_Given task:_
According to the passage on the data pipeline, what does the aws.cfg file in the "dags" folder contain?

━━ Passage ━━

There is a `aws.cfg` file in the "dags" folder which contains the Amazon Resource Name (ARN) of the user's AWS Identity and Access Management (IAM) role which would allow access to the Redshift database.

#### 4.2 Data Quality Checks
Data quality checks to run:
 * Integrity check on primary keys of fact and dimensional tables
 * Unit tests for the scripts to ensure they are doing the right thing
 * Source/Count checks to ensure completeness
 
Run Quality Checks

In [84]:
# Data quality checks to run in SQL
data_quality_checks =[
 {'check_sql': "SELECT COUNT(*) FROM arrivals WHERE cic_id IS NULL", 'expected_result':0},   
 {'check_sql': "SELECT COUNT(*) FROM admissions WHERE admnum IS NULL", 'expected_result':0},
 {'check_sql': "SELECT COUNT(*) FROM time WHERE arrdate IS NULL", 'expected_result':0},
 {'check_sql': "SELECT COUNT(*) FROM states WHERE state_code IS NULL", 'expected_result':0},
 {'check_sql': "SELECT COUNT(*) FROM states WHERE state_code IS NULL", 'expected_result':0}
]

Upon completion of the steps in the pipeline, the following tree view can be seen on the AirFlow UI:
![Airflow Success DAG Tree View](images/success_dag.png)


#### 4.3 Data dictionary 
Data dictionary for the tables:

#### arrival table:
* cicid: US immigration identification number
* state_code: 2-character state code
* country_code: 3-digit country code
* airport_code: 3-character airport code
* arrdate: arrival date (raw: number of days since 1/1/1900 SAS type number)
* arrival_code: 1-digit arrival mode
* arrival_mode: mode of transportation to arrive into the US (air, sea, or land)
* state: 2-character state code
* airline: airline used to enter the US
* admnum: admission number
* fltno: flight number and airlines used

#### states table:
* state_code: 2-character state code 
* state_name: state name
* median_age: median age of people in the state
* male_population: fraction of male population in the state
* female_population: fraction of female population in the state
* total_population: number of population based on cities in the database
* number_veterans: fraction of veterans in the population
* foreign_born: fraction of people that are born in a foreign country
* household_size: average number of people in a household
* city_count: number of cities accounted for in the state

#### admissions table:
* adm_num: admission number
* gender: gender of person arriving in the US
* age: age of person arriving
* biryear: year of birth of person arriving
* visa_code: 1 digit code visa type
* visa_type: type of visa (e.g. business, student, pleasure)

━━━
━━ Supplied data ━━

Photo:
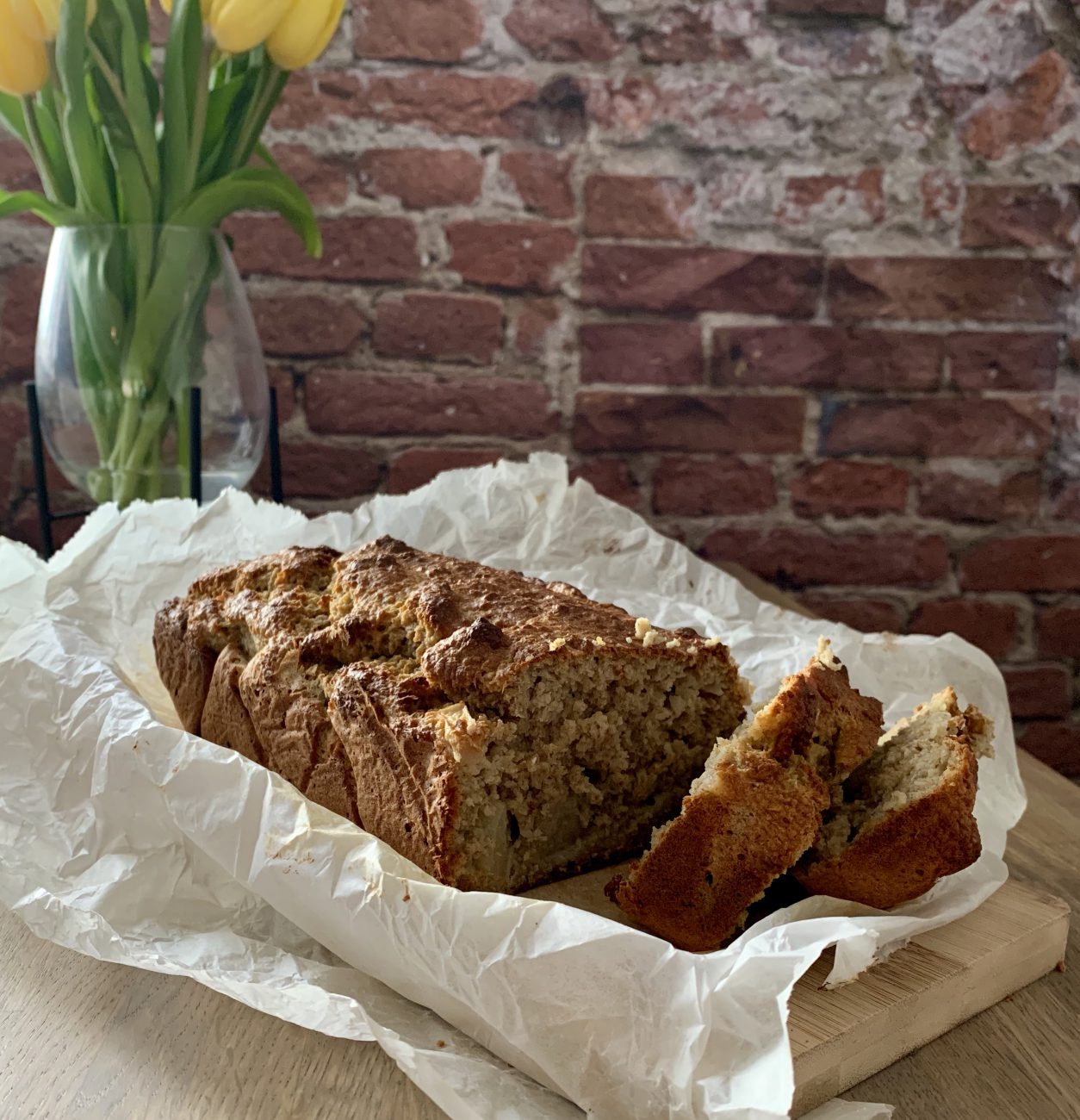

━━━

_Task response:_
It contains the Amazon Resource Name (ARN) of the user's AWS IAM role, which would allow access to the Redshift database.